Fatass Journal... #610
Każdy mój dzień między dwiema nocnymi zmianami w pracy jest zdecydowanie za krótki, podobnie było dzisiaj, z tą różnicą, że obudziłem się zdecydowanie szybciej niż zwykle. Skoro więc około dwóch godzin wcześniej to mogłem część zaoszczędzonego czasu wykorzystać na aktywność fizyczną na świeżym powietrzu. Nie do końca wiem jakie mam układy tam na górze, ale gdy spałem to padało cały ranek, a gdy wstałem to było pogodnie i już po deszczu.
Jak to zdarza się wielokrotnie ruszyłem spod domu bez skonkretyzowanego planu, gdzie pobiegnę. Dopiero kiedy biegłem wzdłuż drogi przy której stoi kilka okazałych domów jak ten na zdjęciu powyżej wpadłem na pomysł żeby przekroczyć przysłowiowy Rubicon, w moim przypadku pobiec na drugą stronę kanału do wsi Obourg.

> _Zadania pisemne_
[1] Ustal, w ilu wierszach poniższego listingu występuje słowo „door”. Podaj tylko liczbę.
[2] Dopisz dalszy ciąg powyższego tekstu o biegu na drugą stronę kanału, zaczynając zaraz po jego ostatnim zdaniu.

> _Materiał do opracowania_
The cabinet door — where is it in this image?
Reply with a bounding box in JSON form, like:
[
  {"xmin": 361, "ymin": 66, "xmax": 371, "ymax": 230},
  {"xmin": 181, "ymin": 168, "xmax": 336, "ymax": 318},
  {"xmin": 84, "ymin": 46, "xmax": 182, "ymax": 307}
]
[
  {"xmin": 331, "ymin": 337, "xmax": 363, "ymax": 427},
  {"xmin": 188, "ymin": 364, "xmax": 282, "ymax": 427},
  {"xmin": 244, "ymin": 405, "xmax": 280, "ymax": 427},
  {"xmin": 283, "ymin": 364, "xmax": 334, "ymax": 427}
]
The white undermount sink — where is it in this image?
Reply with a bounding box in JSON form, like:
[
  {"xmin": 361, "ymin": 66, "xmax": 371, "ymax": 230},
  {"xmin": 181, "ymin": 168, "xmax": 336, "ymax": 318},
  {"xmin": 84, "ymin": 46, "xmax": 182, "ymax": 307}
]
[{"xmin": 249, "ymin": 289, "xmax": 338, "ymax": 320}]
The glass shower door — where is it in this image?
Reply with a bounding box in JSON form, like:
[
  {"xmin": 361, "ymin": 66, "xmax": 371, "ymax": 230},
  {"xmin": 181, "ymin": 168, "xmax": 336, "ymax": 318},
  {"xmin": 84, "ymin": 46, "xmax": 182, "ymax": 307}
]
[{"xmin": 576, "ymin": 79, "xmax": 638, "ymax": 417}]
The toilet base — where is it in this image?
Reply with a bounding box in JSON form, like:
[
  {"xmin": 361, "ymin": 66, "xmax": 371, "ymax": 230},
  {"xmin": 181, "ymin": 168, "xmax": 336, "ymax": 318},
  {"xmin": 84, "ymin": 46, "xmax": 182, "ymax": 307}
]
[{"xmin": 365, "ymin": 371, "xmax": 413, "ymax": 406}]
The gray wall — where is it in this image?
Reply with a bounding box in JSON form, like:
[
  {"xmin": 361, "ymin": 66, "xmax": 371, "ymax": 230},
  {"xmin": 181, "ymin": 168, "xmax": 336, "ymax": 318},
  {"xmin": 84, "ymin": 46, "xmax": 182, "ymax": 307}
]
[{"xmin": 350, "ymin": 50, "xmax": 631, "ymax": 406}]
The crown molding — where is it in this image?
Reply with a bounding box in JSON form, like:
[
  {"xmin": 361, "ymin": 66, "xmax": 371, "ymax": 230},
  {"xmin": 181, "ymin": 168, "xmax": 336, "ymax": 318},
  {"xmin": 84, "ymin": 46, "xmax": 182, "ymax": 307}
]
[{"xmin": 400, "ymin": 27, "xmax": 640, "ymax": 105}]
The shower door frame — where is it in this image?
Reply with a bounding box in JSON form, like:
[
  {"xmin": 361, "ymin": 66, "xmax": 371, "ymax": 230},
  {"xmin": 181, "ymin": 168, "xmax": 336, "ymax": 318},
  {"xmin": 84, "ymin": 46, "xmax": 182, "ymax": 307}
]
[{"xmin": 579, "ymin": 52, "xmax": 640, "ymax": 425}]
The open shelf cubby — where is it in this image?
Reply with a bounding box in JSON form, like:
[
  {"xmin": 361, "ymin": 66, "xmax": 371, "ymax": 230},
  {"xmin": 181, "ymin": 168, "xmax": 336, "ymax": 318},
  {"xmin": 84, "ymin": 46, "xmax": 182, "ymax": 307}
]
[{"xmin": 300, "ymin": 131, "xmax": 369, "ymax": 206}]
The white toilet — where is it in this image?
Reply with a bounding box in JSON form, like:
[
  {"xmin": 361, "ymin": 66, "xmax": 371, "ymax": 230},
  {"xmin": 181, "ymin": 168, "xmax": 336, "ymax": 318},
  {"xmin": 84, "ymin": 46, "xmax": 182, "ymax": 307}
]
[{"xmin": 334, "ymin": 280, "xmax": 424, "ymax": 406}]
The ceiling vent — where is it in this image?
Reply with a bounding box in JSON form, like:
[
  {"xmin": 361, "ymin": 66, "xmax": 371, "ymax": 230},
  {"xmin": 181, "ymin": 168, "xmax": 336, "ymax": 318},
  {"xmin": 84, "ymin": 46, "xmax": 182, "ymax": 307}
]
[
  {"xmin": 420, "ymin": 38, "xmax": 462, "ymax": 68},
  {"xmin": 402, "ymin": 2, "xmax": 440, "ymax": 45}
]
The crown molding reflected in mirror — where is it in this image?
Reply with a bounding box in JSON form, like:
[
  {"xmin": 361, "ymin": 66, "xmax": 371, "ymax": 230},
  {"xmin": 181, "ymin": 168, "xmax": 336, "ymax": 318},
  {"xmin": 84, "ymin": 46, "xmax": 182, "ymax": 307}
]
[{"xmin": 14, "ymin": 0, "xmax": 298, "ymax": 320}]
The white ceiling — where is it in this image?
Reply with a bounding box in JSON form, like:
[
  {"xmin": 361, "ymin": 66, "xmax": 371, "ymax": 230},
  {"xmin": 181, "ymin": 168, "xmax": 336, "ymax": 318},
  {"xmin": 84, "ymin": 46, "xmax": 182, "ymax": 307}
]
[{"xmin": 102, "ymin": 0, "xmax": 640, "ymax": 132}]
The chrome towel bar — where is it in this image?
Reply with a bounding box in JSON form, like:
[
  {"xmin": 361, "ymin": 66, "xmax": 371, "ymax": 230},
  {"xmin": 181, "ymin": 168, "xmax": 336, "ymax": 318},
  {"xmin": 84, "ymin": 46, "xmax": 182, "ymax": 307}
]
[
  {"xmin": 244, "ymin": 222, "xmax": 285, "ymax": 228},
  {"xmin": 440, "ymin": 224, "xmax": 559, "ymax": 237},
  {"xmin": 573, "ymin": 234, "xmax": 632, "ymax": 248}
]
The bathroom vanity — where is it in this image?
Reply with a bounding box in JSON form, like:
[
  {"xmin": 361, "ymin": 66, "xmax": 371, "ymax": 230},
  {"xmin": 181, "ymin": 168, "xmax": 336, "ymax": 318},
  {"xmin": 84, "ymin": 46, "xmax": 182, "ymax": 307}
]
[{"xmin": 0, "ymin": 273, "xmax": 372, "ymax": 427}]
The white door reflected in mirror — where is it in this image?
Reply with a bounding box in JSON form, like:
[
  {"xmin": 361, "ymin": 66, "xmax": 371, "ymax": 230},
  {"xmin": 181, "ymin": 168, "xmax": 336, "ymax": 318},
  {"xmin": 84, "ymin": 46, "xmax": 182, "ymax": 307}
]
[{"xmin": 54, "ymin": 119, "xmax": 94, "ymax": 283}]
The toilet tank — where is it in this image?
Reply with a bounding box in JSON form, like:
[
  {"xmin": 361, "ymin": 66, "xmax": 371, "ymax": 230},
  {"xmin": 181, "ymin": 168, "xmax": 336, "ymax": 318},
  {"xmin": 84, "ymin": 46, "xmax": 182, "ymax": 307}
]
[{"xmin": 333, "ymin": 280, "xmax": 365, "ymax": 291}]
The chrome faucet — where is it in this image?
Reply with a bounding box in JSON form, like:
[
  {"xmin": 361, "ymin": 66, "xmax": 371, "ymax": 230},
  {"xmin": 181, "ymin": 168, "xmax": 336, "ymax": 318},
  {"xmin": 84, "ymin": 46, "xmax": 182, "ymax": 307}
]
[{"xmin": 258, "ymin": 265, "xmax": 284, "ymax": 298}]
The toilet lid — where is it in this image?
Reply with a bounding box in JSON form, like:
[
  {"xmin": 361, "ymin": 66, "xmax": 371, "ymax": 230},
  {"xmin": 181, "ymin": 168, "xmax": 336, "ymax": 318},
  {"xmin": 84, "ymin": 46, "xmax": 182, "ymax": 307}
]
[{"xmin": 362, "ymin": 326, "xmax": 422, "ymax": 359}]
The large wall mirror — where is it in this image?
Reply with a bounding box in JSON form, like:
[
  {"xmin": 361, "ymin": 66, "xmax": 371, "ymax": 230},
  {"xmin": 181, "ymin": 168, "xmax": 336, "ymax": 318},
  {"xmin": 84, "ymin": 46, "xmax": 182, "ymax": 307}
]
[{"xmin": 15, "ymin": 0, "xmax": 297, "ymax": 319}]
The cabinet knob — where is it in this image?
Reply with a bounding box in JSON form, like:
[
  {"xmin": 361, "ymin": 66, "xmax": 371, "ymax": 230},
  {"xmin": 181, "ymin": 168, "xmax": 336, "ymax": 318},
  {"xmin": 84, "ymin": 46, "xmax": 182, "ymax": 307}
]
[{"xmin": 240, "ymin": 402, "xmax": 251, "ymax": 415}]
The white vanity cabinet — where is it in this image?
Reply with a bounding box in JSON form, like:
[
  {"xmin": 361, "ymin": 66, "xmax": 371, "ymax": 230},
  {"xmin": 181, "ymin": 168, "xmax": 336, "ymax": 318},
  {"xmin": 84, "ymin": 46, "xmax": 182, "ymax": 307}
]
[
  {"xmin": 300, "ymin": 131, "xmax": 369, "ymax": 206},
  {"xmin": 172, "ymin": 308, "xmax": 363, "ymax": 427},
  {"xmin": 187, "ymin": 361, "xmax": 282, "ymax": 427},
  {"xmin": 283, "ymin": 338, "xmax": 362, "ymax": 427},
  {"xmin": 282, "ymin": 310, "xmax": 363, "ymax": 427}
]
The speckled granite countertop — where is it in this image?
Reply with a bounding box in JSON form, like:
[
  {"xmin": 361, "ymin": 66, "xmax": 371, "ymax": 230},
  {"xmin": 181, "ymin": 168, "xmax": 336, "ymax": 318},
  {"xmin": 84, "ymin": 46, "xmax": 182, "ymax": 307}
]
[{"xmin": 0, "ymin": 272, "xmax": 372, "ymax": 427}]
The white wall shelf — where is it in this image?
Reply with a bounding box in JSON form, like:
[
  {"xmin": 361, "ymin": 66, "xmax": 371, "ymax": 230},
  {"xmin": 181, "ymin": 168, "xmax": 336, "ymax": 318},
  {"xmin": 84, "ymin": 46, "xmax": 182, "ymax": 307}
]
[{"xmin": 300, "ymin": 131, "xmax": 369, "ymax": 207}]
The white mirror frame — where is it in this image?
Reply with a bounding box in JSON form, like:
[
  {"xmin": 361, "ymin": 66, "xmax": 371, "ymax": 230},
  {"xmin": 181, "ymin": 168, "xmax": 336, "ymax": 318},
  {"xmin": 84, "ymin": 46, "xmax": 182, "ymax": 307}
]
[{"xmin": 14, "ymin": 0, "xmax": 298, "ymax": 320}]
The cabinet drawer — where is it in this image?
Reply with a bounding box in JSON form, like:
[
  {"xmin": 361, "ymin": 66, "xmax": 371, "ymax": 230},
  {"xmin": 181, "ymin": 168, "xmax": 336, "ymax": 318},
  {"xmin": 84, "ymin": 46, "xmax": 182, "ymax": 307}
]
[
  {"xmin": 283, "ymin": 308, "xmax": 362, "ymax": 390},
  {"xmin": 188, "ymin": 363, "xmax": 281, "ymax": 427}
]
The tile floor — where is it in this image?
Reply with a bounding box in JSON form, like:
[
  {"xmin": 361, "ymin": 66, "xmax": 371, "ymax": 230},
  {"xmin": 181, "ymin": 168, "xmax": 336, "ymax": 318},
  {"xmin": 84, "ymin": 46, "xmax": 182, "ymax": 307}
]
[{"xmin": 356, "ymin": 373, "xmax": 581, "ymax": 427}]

> _Wyniki zadań_
[1] 4

[2]
Po drugiej stronie kanału ruszyłem w stronę Saint-Denis, ale zdałem sobie sprawę, że mam za mało czasu, żeby dobiec do tej wsi i wrócić do domu na czas. Znalazłem jakąś boczną ślepą uliczkę, która w pewnym momencie przeszłą w wąską ścieżkę nad brzegiem niewielkiego strumienia. Nigdy wcześniej tam nie byłem, biegłem więc trochę na oślep z nadzieją, że gdzieś na końcu będzie jakieś wyjście i wrócę na normalna drogę, ale tak nie chciałem żeby ten koniec był tak szybko, szkoda, bo fajna ścieżka.
Kiedy wróciłem na tę drogę do zegarek akurat oznajmił, że przebiegłem czwarty kilometr, postanowiłem w związku z tym wracać w stronę domu, żeby w sumie wyszło około osiem kilometrów.
Dzisiejsza trasa była bardzo eksperymentalna i nie należała do najłatwiejszych, wystarczy spojrzeć na poniższy wykres wysokości, żeby zrozumieć dlaczego było nie łatwo. Ruszając na drugą stronę kanału nie założyłem, że będę musiał zrobić tyle podbiegów. Mimo wszystko uważam, że był to bardzo udany trening, który zapewne jeszcze kiedyś powtórzę, może wtedy będę miał więcej czasu i dobiegnę do Saint Denis, kto wie.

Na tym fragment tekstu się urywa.